What you should do: Render the rows below as a JSON array of strings, one string per line, leaving out any blank lines.
---
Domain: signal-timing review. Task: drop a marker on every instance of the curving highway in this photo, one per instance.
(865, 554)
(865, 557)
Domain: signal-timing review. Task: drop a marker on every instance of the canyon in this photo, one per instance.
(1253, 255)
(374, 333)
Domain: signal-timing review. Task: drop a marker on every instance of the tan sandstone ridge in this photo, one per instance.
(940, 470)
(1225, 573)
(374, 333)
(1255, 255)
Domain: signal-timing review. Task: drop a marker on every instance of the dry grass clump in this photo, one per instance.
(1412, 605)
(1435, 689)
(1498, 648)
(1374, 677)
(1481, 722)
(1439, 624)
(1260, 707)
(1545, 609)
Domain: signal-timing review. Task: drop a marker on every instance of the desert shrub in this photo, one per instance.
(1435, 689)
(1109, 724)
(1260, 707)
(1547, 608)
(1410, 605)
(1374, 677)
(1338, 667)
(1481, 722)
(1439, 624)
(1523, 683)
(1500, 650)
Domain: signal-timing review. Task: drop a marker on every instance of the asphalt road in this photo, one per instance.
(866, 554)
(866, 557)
---
Answer to the exercise:
[
  "Domain: signal-timing review. Task: drop a marker on every instance of the curving highway in this photo, one per instance.",
  "(865, 554)",
  "(865, 557)",
  "Domain: signal-timing review. Task: drop a marker on every instance of the canyon in this photo, one per instance.",
  "(1253, 255)",
  "(374, 333)",
  "Domain: signal-timing review. Task: drop a marker on every instance of the tan sandstone ridge in this photo, one per instance.",
  "(940, 470)",
  "(1225, 573)",
  "(374, 333)",
  "(1255, 255)",
  "Domain: signal-timing review. Task: drop a marker on every instance of the dry grass clump in this photo, one per instance.",
  "(1412, 605)",
  "(1435, 689)",
  "(1498, 648)",
  "(1374, 677)",
  "(1481, 722)",
  "(1439, 624)",
  "(1260, 707)",
  "(1545, 609)",
  "Domain: signal-timing review. Task: drop a marker on every instance of the desert shrub in this photo, one per instance.",
  "(1435, 689)",
  "(1109, 724)",
  "(1260, 707)",
  "(1547, 608)",
  "(1410, 605)",
  "(1374, 677)",
  "(1338, 667)",
  "(1481, 722)",
  "(1439, 624)",
  "(1523, 683)",
  "(1500, 650)",
  "Domain: signal-timing review. Task: drop a marker on every instance of the asphalt road in this photo, one per instance.",
  "(866, 554)",
  "(866, 557)"
]